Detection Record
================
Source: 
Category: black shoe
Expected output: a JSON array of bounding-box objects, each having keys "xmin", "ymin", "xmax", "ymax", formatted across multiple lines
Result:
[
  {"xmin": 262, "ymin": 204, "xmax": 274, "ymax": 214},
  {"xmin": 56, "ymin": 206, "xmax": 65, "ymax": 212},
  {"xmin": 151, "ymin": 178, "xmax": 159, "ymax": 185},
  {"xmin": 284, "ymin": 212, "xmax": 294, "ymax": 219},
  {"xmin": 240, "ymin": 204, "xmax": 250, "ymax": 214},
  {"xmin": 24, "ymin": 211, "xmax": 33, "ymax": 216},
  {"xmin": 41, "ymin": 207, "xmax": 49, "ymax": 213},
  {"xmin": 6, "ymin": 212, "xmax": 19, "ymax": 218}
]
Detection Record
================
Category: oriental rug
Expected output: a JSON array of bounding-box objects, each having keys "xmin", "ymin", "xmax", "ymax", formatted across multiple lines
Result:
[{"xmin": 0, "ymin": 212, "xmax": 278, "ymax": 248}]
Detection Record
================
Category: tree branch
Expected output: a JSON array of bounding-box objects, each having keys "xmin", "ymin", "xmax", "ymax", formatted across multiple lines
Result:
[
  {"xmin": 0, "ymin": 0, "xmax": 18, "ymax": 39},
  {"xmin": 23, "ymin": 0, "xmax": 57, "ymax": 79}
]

────────

Turn every line of the entries above into a single numbered list, leaving out any blank lines.

Exercise output:
1. Detection Record
2. ================
3. Source: 
4. Category: black shoe
5. Expected output: a JSON array of bounding-box objects, each having keys "xmin", "ymin", "xmax", "ymax", formatted across multiple lines
6. Result:
7. [
8.   {"xmin": 262, "ymin": 204, "xmax": 274, "ymax": 214},
9.   {"xmin": 56, "ymin": 206, "xmax": 65, "ymax": 212},
10.   {"xmin": 151, "ymin": 178, "xmax": 159, "ymax": 185},
11.   {"xmin": 284, "ymin": 212, "xmax": 294, "ymax": 219},
12.   {"xmin": 240, "ymin": 204, "xmax": 250, "ymax": 214},
13.   {"xmin": 24, "ymin": 211, "xmax": 33, "ymax": 216},
14.   {"xmin": 41, "ymin": 207, "xmax": 49, "ymax": 213},
15.   {"xmin": 6, "ymin": 212, "xmax": 19, "ymax": 218}
16. ]
17. Detection Record
18. ================
19. Category: oriental rug
20. Expected output: a JSON array of bounding-box objects, each having keys "xmin", "ymin", "xmax", "ymax", formatted across multiple lines
21. Result:
22. [{"xmin": 0, "ymin": 212, "xmax": 278, "ymax": 248}]
23. Detection Record
24. ================
25. Category: tree branch
26. Expected output: a JSON array of bounding-box objects, each having keys "xmin", "ymin", "xmax", "ymax", formatted across multiple lines
27. Result:
28. [
29.   {"xmin": 0, "ymin": 0, "xmax": 18, "ymax": 39},
30.   {"xmin": 23, "ymin": 0, "xmax": 57, "ymax": 79}
31. ]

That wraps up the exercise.